Stored dataset items

━━━━━━━━

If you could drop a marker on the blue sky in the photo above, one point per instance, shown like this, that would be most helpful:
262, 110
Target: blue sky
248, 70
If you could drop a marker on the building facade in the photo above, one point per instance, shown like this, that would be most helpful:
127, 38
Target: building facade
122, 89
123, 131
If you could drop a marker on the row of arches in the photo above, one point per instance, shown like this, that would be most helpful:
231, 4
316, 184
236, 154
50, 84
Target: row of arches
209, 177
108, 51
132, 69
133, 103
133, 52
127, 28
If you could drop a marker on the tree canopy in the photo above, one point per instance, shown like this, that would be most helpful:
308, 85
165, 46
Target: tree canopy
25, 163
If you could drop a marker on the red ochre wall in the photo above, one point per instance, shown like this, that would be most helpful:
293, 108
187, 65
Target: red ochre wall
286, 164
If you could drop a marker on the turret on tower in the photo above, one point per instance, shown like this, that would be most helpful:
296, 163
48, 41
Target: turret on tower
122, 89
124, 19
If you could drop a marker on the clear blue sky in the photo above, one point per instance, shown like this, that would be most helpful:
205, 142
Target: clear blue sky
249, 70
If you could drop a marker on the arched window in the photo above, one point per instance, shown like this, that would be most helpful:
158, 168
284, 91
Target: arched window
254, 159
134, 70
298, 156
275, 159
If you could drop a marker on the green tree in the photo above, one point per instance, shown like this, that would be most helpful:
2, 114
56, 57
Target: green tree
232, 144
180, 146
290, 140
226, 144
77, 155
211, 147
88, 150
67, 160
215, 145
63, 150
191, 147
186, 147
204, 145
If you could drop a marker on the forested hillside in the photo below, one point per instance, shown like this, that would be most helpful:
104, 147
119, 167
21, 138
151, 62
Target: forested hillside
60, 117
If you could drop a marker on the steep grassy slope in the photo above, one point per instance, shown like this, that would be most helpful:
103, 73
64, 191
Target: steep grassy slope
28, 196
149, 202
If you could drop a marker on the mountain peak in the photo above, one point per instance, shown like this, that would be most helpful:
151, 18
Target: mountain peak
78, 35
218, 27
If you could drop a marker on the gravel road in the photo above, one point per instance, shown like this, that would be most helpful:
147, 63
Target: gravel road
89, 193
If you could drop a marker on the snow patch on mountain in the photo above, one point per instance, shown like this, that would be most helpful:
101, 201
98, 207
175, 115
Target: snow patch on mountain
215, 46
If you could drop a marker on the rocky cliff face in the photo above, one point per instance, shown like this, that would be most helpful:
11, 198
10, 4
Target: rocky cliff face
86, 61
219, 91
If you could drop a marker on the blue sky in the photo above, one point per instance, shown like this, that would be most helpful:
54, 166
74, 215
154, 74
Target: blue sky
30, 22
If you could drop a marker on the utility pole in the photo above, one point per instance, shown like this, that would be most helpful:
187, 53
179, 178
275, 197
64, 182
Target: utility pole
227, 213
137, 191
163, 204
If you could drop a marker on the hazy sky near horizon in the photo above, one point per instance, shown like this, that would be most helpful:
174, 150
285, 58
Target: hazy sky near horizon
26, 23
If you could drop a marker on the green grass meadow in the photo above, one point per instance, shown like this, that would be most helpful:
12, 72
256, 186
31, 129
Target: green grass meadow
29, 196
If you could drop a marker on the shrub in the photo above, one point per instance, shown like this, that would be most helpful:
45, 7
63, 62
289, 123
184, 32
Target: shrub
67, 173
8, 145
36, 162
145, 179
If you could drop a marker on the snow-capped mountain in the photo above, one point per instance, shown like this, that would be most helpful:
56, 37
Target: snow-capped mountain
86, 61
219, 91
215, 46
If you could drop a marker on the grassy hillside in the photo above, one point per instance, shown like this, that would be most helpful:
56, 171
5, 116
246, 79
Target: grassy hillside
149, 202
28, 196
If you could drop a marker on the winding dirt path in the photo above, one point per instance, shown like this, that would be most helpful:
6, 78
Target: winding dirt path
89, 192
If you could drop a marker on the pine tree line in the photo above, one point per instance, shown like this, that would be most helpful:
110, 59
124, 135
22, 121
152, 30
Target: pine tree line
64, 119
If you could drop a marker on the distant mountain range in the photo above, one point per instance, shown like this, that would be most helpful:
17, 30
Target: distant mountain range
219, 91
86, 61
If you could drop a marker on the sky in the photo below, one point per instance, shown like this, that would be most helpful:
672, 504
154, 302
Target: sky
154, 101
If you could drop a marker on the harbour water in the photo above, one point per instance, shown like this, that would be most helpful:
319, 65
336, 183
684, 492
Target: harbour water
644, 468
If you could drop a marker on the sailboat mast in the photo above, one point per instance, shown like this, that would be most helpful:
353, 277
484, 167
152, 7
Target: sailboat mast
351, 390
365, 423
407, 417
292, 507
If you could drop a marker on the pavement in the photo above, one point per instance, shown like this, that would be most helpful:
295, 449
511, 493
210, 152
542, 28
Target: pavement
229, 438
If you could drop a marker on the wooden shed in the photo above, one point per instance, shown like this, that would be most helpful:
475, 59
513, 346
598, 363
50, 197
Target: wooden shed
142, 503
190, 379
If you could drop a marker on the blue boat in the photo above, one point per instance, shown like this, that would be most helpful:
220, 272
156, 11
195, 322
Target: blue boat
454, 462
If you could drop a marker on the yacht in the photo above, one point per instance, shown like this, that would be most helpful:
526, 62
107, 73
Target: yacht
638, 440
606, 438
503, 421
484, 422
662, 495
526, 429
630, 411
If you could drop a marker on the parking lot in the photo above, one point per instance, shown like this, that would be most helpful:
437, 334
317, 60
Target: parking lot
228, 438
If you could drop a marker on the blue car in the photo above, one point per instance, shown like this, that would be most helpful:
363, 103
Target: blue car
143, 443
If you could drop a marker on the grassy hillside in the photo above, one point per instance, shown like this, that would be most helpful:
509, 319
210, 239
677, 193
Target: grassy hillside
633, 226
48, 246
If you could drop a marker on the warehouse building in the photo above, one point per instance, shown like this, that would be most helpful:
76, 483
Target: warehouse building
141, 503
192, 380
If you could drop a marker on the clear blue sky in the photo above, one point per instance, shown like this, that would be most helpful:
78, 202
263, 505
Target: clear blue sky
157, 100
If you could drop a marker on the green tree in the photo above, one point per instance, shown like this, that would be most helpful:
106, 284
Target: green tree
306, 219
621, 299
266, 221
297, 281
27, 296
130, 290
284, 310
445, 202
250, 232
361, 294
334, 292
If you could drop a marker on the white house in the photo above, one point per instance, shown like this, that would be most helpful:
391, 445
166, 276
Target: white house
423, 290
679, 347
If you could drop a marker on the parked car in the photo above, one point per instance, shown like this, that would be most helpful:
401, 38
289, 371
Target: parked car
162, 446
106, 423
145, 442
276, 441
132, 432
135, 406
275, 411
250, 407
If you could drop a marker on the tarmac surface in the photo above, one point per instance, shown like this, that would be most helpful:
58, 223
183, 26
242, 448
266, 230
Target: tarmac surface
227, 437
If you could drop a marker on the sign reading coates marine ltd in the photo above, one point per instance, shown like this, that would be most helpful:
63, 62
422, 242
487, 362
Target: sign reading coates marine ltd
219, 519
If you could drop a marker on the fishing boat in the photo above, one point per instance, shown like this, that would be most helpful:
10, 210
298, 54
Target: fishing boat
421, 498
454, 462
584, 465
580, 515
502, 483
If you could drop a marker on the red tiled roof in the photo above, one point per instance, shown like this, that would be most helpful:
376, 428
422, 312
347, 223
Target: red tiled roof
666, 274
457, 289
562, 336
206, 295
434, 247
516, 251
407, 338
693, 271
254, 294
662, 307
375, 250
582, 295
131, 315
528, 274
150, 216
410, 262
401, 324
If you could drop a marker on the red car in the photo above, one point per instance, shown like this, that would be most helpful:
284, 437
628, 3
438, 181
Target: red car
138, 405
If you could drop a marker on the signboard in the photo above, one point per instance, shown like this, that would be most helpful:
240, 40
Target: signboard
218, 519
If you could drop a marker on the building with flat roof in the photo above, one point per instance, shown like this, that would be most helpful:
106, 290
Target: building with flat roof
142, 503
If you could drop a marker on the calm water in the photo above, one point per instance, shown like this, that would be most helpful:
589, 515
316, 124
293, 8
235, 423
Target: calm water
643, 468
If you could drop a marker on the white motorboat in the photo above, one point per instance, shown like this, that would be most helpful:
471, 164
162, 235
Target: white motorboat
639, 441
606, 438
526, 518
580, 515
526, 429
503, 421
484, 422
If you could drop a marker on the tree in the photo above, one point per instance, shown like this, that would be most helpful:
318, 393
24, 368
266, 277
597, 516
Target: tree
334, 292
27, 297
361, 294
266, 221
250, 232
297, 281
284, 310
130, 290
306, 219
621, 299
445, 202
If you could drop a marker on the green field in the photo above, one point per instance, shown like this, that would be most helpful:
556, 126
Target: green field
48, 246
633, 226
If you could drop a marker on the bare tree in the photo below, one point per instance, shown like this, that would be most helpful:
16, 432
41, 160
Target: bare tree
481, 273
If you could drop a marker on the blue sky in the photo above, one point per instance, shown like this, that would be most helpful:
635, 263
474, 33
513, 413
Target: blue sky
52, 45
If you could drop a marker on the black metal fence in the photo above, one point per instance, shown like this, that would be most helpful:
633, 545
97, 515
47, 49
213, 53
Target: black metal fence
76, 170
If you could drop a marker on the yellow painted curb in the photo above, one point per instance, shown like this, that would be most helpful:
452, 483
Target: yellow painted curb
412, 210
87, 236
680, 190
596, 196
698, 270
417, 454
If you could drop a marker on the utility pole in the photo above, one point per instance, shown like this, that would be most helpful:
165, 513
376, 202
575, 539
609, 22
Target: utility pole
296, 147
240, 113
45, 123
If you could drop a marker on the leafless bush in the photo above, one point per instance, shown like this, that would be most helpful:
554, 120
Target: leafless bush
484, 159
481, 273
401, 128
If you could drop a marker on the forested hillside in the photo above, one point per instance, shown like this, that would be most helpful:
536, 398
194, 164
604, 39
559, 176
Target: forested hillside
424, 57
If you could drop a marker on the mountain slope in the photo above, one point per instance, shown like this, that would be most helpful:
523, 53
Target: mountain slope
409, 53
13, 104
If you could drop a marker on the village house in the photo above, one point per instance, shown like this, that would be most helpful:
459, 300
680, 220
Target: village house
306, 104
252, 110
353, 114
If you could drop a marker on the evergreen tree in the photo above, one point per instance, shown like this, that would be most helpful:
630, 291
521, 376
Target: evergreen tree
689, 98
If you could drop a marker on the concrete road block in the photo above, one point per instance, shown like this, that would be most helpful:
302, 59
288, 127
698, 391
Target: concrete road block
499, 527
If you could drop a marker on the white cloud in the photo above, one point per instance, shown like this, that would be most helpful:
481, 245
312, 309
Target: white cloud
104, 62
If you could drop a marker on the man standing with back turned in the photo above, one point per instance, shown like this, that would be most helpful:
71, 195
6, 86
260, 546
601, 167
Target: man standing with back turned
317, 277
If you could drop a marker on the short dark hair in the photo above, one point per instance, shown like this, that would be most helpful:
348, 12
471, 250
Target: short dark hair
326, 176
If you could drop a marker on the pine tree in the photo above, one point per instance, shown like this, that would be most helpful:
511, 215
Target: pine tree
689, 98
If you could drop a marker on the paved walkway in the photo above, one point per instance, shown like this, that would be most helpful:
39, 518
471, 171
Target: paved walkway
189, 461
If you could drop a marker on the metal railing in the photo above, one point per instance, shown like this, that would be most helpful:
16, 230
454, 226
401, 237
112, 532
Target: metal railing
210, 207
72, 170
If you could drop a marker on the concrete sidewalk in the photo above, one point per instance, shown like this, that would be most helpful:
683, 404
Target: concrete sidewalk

━━━━━━━━

WHAT YOU NEED TO DO
Show, from the records above, every line that includes "below".

EXERCISE ANSWER
If you could drop a marker on the forested hillside in the photo below, one point per instance, shown like this, that would be most helpful:
If you could drop a marker on the sky in the photo below, one point per instance, shown like this, that would be most helpful:
If you could drop a marker on the bare tree in the photo below, one point per instance, shown like this, that would be most helpful:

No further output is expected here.